• What is required:
Identify every line in the entries below that contains the string "Target", and copy each such line. Matching is case-sensitive.

Items from a dataset
=====

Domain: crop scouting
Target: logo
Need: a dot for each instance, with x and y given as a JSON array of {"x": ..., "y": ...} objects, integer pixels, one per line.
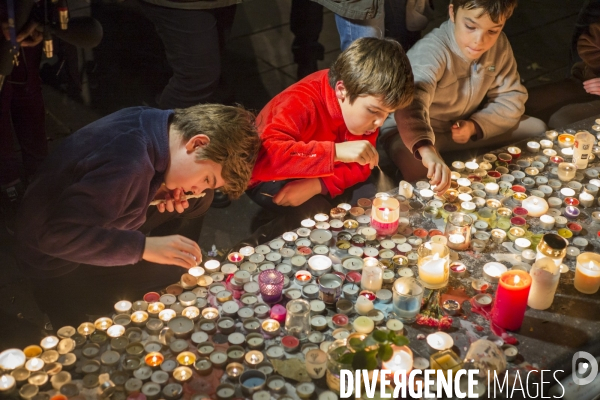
[{"x": 584, "y": 372}]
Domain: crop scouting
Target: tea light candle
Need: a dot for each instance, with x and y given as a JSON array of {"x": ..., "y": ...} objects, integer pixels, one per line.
[
  {"x": 571, "y": 212},
  {"x": 511, "y": 299},
  {"x": 492, "y": 188},
  {"x": 493, "y": 270},
  {"x": 154, "y": 359},
  {"x": 587, "y": 273},
  {"x": 439, "y": 341},
  {"x": 363, "y": 324},
  {"x": 586, "y": 199},
  {"x": 363, "y": 305}
]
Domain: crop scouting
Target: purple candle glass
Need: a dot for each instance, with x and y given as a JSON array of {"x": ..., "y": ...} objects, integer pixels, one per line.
[{"x": 270, "y": 283}]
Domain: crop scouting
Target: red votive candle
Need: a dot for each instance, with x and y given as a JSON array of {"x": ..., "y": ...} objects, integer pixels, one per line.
[
  {"x": 278, "y": 313},
  {"x": 511, "y": 299}
]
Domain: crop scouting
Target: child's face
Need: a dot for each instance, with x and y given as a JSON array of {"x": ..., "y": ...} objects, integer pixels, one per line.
[
  {"x": 191, "y": 175},
  {"x": 475, "y": 33},
  {"x": 365, "y": 115}
]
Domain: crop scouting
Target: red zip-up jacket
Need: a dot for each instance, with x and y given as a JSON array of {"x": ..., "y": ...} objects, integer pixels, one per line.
[{"x": 298, "y": 129}]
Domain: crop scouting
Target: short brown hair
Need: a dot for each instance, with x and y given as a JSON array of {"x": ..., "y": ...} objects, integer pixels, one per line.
[
  {"x": 234, "y": 141},
  {"x": 494, "y": 8},
  {"x": 375, "y": 67}
]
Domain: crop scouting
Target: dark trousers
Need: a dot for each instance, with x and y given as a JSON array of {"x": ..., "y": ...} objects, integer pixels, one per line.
[
  {"x": 91, "y": 290},
  {"x": 22, "y": 107},
  {"x": 306, "y": 23},
  {"x": 194, "y": 42},
  {"x": 289, "y": 218}
]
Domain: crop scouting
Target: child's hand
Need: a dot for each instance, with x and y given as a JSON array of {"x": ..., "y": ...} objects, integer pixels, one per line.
[
  {"x": 174, "y": 201},
  {"x": 462, "y": 131},
  {"x": 172, "y": 250},
  {"x": 438, "y": 172},
  {"x": 592, "y": 86},
  {"x": 360, "y": 151},
  {"x": 297, "y": 192}
]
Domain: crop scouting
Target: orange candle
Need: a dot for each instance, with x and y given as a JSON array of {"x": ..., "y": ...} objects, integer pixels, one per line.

=====

• Answer to the task:
Target: logo
Target: tea light candle
Target: purple candle glass
Target: red votive candle
Target: child's face
Target: red zip-up jacket
Target: short brown hair
Target: dark trousers
Target: child's hand
Target: orange candle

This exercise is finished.